WHAT YOU SHOULD DO
Filter these entries down to lines holding "instance".

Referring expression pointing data
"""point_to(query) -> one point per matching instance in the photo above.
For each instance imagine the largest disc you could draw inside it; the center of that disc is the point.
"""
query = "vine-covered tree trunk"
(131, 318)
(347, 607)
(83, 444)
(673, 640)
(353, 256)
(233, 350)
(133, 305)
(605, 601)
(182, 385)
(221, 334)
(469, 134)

TASK RESULT
"""point_to(query) -> one point per matching instance in the photo above.
For each instance imagine the largest disc you could draw inside it; the center of that disc is the point.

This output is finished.